(Location identification items)

.....

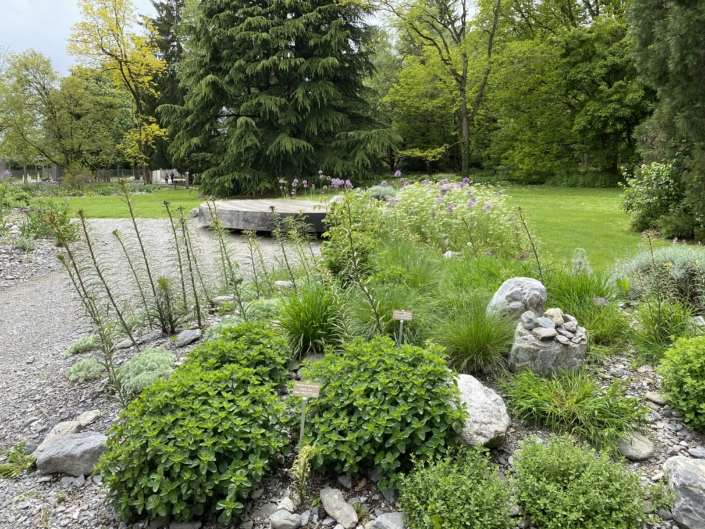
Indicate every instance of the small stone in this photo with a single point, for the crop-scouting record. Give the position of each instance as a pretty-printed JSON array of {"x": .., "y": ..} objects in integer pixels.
[
  {"x": 544, "y": 333},
  {"x": 555, "y": 315},
  {"x": 125, "y": 344},
  {"x": 286, "y": 505},
  {"x": 529, "y": 320},
  {"x": 655, "y": 397},
  {"x": 188, "y": 337},
  {"x": 283, "y": 519},
  {"x": 185, "y": 525},
  {"x": 562, "y": 340},
  {"x": 697, "y": 452}
]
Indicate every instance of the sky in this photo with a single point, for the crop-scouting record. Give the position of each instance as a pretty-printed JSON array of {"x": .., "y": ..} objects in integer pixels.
[{"x": 44, "y": 25}]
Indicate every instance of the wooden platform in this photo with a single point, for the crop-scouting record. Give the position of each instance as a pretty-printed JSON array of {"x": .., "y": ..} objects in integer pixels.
[{"x": 256, "y": 215}]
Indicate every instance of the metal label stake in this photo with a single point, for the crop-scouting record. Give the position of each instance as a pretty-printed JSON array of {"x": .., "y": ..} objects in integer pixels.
[{"x": 306, "y": 390}]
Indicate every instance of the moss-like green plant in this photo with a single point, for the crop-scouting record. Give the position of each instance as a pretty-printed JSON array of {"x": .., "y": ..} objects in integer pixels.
[
  {"x": 89, "y": 369},
  {"x": 455, "y": 492},
  {"x": 82, "y": 345},
  {"x": 683, "y": 371},
  {"x": 561, "y": 485},
  {"x": 144, "y": 368}
]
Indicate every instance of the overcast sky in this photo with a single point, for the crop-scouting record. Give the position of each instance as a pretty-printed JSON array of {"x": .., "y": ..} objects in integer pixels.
[{"x": 45, "y": 25}]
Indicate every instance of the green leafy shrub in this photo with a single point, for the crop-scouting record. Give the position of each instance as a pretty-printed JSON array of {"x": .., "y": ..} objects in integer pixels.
[
  {"x": 574, "y": 403},
  {"x": 89, "y": 369},
  {"x": 379, "y": 405},
  {"x": 249, "y": 345},
  {"x": 193, "y": 445},
  {"x": 307, "y": 317},
  {"x": 561, "y": 485},
  {"x": 683, "y": 371},
  {"x": 457, "y": 491},
  {"x": 650, "y": 194},
  {"x": 144, "y": 368},
  {"x": 82, "y": 345},
  {"x": 382, "y": 192},
  {"x": 474, "y": 339}
]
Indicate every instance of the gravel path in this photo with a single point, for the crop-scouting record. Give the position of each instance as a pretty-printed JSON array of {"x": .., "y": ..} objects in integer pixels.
[{"x": 40, "y": 318}]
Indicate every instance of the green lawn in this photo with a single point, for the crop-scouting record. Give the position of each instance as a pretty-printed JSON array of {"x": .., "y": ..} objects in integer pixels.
[
  {"x": 569, "y": 218},
  {"x": 563, "y": 218},
  {"x": 147, "y": 205}
]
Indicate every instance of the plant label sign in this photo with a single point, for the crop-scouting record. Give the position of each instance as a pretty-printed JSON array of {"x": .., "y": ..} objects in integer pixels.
[
  {"x": 306, "y": 389},
  {"x": 403, "y": 315}
]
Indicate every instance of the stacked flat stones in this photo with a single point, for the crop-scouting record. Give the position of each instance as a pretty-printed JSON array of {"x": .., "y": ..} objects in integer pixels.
[{"x": 548, "y": 344}]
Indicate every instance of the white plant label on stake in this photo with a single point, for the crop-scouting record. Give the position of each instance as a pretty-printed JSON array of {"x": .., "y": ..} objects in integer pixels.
[
  {"x": 401, "y": 316},
  {"x": 307, "y": 390}
]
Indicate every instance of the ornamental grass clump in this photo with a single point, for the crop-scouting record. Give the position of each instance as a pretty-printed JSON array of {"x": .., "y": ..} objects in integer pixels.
[
  {"x": 561, "y": 484},
  {"x": 456, "y": 491},
  {"x": 573, "y": 403},
  {"x": 379, "y": 405},
  {"x": 683, "y": 372}
]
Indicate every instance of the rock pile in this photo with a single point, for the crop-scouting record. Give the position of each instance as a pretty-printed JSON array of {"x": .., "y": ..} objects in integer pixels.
[{"x": 551, "y": 343}]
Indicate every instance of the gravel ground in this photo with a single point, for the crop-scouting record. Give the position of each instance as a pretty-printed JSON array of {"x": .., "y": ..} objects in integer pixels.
[{"x": 40, "y": 318}]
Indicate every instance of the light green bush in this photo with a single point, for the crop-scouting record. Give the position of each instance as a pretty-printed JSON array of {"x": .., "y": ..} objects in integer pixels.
[
  {"x": 562, "y": 485},
  {"x": 89, "y": 369},
  {"x": 381, "y": 404},
  {"x": 457, "y": 491},
  {"x": 573, "y": 403},
  {"x": 683, "y": 371},
  {"x": 144, "y": 368},
  {"x": 82, "y": 345}
]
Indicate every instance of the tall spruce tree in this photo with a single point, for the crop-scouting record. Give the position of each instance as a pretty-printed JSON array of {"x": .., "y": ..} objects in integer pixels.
[
  {"x": 670, "y": 54},
  {"x": 276, "y": 91}
]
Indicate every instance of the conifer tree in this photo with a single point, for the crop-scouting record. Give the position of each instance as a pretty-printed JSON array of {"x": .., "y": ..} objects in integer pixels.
[{"x": 275, "y": 91}]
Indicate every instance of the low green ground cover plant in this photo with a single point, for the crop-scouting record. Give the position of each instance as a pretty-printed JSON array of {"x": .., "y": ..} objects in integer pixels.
[
  {"x": 683, "y": 372},
  {"x": 474, "y": 339},
  {"x": 196, "y": 444},
  {"x": 574, "y": 403},
  {"x": 562, "y": 484},
  {"x": 456, "y": 491},
  {"x": 144, "y": 369},
  {"x": 379, "y": 405}
]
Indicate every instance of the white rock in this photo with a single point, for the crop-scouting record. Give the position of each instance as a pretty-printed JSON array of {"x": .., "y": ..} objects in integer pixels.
[
  {"x": 73, "y": 454},
  {"x": 335, "y": 505},
  {"x": 60, "y": 430},
  {"x": 636, "y": 447},
  {"x": 488, "y": 422},
  {"x": 283, "y": 519},
  {"x": 517, "y": 295}
]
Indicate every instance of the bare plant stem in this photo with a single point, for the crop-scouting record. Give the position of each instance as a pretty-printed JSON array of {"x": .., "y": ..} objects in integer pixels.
[{"x": 531, "y": 241}]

.....

- _TASK BRIEF_: Quote the listing above in full, except for the pictures.

- _ANSWER_:
Indicate every instance of the small stone in this photo with a single point, for the crop-scouting record. Give the position of each instance as a pretty-printed JSON array of {"x": .., "y": ..} objects in integer pixels.
[
  {"x": 544, "y": 333},
  {"x": 555, "y": 315},
  {"x": 125, "y": 344},
  {"x": 286, "y": 505},
  {"x": 529, "y": 320},
  {"x": 655, "y": 397},
  {"x": 188, "y": 337},
  {"x": 283, "y": 519},
  {"x": 185, "y": 525},
  {"x": 562, "y": 340},
  {"x": 697, "y": 452}
]
Indicate every instance of the sky in this photo with a single point, for the crop-scouting record. Give the position of each instance as a pretty-printed JSON array of {"x": .., "y": ..} objects in integer pixels.
[{"x": 44, "y": 25}]
Indicate every instance of the wooden platform in this photo with a single point, for the crop-scouting record. Give the position of each instance as a pretty-printed JSON array of {"x": .., "y": ..} objects in integer pixels.
[{"x": 256, "y": 215}]
Indicate every instance of the metal label stake in this photo with a single point, for the crop-scouting record. Give the position of each instance as a pretty-printed JSON array of {"x": .., "y": ..} objects in integer pixels.
[{"x": 306, "y": 390}]
Indicate every instance of the moss-like green plant in this photo with a single point, for the crop-scouting record. Give the position of each instance as a pretty-printed JSON array of {"x": .., "y": ..} objects in integer pixels.
[
  {"x": 89, "y": 369},
  {"x": 455, "y": 492},
  {"x": 82, "y": 345},
  {"x": 683, "y": 371},
  {"x": 561, "y": 485},
  {"x": 144, "y": 368}
]
Indicate every instance of the overcast sky in this photo with a single point, for the crop-scouting record. Give the position of each instance as a pretty-printed JSON array of {"x": .., "y": ..} objects in integer pixels.
[{"x": 45, "y": 25}]
Indicate every instance of the green leafy shrub in this photo with a single point, for the crop-scouting record. Give the position of each instance as a pretty-printed JSON array of {"x": .., "y": ..} objects in integer pixels.
[
  {"x": 574, "y": 403},
  {"x": 89, "y": 369},
  {"x": 379, "y": 405},
  {"x": 249, "y": 345},
  {"x": 193, "y": 445},
  {"x": 307, "y": 317},
  {"x": 561, "y": 485},
  {"x": 683, "y": 371},
  {"x": 457, "y": 491},
  {"x": 650, "y": 194},
  {"x": 144, "y": 368},
  {"x": 82, "y": 345},
  {"x": 382, "y": 192},
  {"x": 474, "y": 339}
]
Indicate every instance of the gravel path in this photo with a single point, for the crop-scouting record. Give the position of each instance as a pretty-printed JSON array of {"x": .., "y": ..} objects in integer pixels.
[{"x": 40, "y": 318}]
Indicate every instance of the green lawn in this photo with a single point, for the crop-scouting record. Give the position of each instance as a pretty-printed JSON array of {"x": .., "y": ..} objects in integer pixels.
[
  {"x": 569, "y": 218},
  {"x": 563, "y": 218},
  {"x": 147, "y": 205}
]
Indicate every instance of the plant label sign in this photo with a single point, for the crop-scouting record. Give the position of each instance as a pretty-printed JSON array of {"x": .., "y": ..} objects in integer pixels.
[
  {"x": 306, "y": 389},
  {"x": 403, "y": 315}
]
Indicate every instance of the stacked flat stones in this photo with a single point, for the crop-scouting record. Give the position of each instance as a pretty-printed JSON array of {"x": .., "y": ..} objects in integer pixels.
[{"x": 548, "y": 344}]
Indicate every instance of the white plant label on stake in this photo with a single point, for the crop-scouting record. Give the position of each instance as a pretty-printed JSON array of {"x": .., "y": ..} objects in integer pixels.
[
  {"x": 401, "y": 316},
  {"x": 307, "y": 390}
]
Indicate every instance of the ornamental grass clump in this photo with a single point, for the crop-scouting record. Give the position of each instance as a pretty-printed JSON array of {"x": .., "y": ..} objects in integer pixels.
[
  {"x": 561, "y": 484},
  {"x": 456, "y": 491},
  {"x": 573, "y": 403},
  {"x": 379, "y": 405},
  {"x": 683, "y": 372}
]
Indicate every instance of the rock pile in this photo with a single point, for the crop-scouting record. Give the position of each instance as a pretty-printed JSON array of {"x": .., "y": ..} objects in integer pixels.
[{"x": 551, "y": 343}]
Indicate every instance of the gravel ground in this photo with a single point, for the crop-scouting record. Give the position of each instance as a pretty-printed JSON array of {"x": .., "y": ..} objects in integer pixels.
[{"x": 40, "y": 318}]
Indicate every instance of the light green bush in this photo with a single point, for the crop-scouting record. Give the position of each instance as a pretty-printed JSON array of {"x": .., "y": ..} objects in integer pixels.
[
  {"x": 562, "y": 485},
  {"x": 89, "y": 369},
  {"x": 381, "y": 404},
  {"x": 457, "y": 491},
  {"x": 573, "y": 403},
  {"x": 683, "y": 371},
  {"x": 144, "y": 368},
  {"x": 82, "y": 345}
]
Indicate every instance of the tall spruce tree in this photo with a single point, for the crop-scouting record. Give the position of each instance as a pretty-printed JSON array of {"x": .., "y": ..} objects in integer pixels.
[
  {"x": 670, "y": 54},
  {"x": 276, "y": 91}
]
Indicate every instance of the conifer tree in this photo with a single point, for the crop-scouting record. Give the position of each instance as a pretty-printed JSON array of {"x": .., "y": ..} objects in integer pixels.
[{"x": 275, "y": 91}]
Indicate every instance of the low green ground cover plant in this photo with a single point, for the crop-scouting record. Give the position of each instance as a pretty-printed JSON array of {"x": .., "y": ..} objects in integer pixels.
[
  {"x": 683, "y": 372},
  {"x": 474, "y": 339},
  {"x": 196, "y": 444},
  {"x": 574, "y": 403},
  {"x": 562, "y": 484},
  {"x": 456, "y": 491},
  {"x": 144, "y": 369},
  {"x": 379, "y": 405}
]
Indicate every instance of the white rock in this photo with a single point, for the crop-scouting record. Give the position of each instance as a pretty-printed JSON array of {"x": .., "y": ..} objects in integer pixels.
[
  {"x": 73, "y": 454},
  {"x": 335, "y": 505},
  {"x": 60, "y": 430},
  {"x": 636, "y": 447},
  {"x": 488, "y": 422},
  {"x": 283, "y": 519},
  {"x": 517, "y": 295}
]
Indicate every instance of the bare plant stem in this photo with a single point, for the crop-scouting record. Give the position of each instance as a pretty-printed JSON array of {"x": .., "y": ..} objects in integer pixels.
[{"x": 531, "y": 241}]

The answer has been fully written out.